# WHAT IS NEEDED:
Can you reproduce only the part that opens with the line containing "of the snow-covered" and closes with the line containing "column 375, row 453", renaming "distant island" to "offshore islet" and leaving everything else untouched?

(Object point labels)
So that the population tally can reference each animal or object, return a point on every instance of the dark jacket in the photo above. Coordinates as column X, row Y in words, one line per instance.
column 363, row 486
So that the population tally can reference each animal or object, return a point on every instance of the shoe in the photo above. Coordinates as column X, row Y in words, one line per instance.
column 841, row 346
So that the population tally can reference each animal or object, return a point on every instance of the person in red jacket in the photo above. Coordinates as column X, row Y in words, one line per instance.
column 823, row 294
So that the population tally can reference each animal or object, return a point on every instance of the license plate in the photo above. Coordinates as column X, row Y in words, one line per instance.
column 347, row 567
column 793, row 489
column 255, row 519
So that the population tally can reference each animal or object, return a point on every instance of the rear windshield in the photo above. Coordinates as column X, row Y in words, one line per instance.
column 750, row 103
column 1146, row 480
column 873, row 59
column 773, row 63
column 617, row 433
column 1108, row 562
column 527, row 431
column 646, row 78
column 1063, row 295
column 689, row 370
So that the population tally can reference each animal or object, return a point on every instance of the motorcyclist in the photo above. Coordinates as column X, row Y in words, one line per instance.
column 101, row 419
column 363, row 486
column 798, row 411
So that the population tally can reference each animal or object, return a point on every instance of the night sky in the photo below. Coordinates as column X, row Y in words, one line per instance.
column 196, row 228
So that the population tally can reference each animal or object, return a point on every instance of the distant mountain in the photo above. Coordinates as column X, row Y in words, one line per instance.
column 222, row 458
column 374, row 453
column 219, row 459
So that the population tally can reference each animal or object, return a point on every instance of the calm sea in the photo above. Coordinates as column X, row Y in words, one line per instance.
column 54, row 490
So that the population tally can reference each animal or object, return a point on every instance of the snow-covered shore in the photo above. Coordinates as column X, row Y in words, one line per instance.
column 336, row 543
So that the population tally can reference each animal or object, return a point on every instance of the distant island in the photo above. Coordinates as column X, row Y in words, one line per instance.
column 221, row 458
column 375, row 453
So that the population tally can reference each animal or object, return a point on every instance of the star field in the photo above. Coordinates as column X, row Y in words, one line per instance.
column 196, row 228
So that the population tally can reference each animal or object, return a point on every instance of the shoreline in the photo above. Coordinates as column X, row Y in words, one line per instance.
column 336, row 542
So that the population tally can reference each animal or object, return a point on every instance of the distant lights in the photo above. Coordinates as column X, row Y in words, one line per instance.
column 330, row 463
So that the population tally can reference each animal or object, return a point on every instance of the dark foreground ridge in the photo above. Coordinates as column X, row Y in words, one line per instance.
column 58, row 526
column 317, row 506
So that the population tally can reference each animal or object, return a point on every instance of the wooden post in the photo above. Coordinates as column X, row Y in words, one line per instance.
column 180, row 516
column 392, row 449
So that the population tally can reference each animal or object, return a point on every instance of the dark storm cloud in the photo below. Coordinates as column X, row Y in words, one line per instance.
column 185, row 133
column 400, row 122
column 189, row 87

# EXERCISE RESPONSE:
So that the population tally can reference each animal or object, return a point on every instance of the snow-covered shore in the photo above. Coordinates as column X, row Y in words, one line per instance.
column 336, row 543
So that the population tally can reference each animal or object, return a point on every instance of the offshore islet in the photo above. Coordinates as column X, row Y in words, one line per instance.
column 221, row 458
column 375, row 453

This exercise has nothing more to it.